▸ Aim of the exercise: Go through the entries below and print, exactly, the lines starting at the one with "box: [135, 318, 161, 337]" and ending at the one with "positive clicks: (349, 330)", keeping both ends and no others.

▸ Information shown:
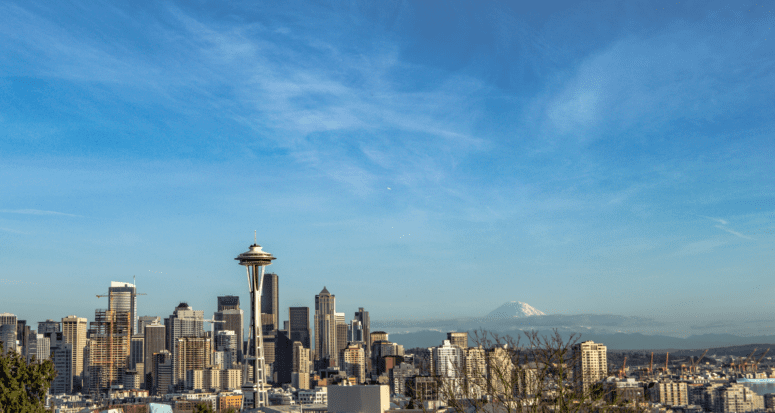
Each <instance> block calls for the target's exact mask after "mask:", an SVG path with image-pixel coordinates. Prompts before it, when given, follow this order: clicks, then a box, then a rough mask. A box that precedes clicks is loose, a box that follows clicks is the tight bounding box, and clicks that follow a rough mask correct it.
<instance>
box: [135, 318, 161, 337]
mask: <svg viewBox="0 0 775 413" xmlns="http://www.w3.org/2000/svg"><path fill="white" fill-rule="evenodd" d="M153 322H157V323H161V317H159V316H155V315H154V316H151V315H144V316H142V317H138V318H137V333H135V334H145V326H147V325H149V324H152V323H153Z"/></svg>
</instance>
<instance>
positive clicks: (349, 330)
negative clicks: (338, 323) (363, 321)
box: [347, 319, 364, 344]
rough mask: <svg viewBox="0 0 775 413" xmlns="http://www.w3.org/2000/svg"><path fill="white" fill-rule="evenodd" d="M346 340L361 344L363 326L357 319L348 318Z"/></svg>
mask: <svg viewBox="0 0 775 413" xmlns="http://www.w3.org/2000/svg"><path fill="white" fill-rule="evenodd" d="M347 342H348V343H359V344H363V343H364V341H363V327H362V326H361V322H360V321H358V320H355V319H353V320H350V324H348V325H347Z"/></svg>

▸ Task answer:
box: [135, 318, 161, 337]
mask: <svg viewBox="0 0 775 413" xmlns="http://www.w3.org/2000/svg"><path fill="white" fill-rule="evenodd" d="M153 322H157V323H161V317H159V316H155V315H154V316H151V315H144V316H142V317H138V318H137V333H135V334H145V326H147V325H149V324H152V323H153Z"/></svg>
</instance>
<instance>
positive clicks: (349, 330)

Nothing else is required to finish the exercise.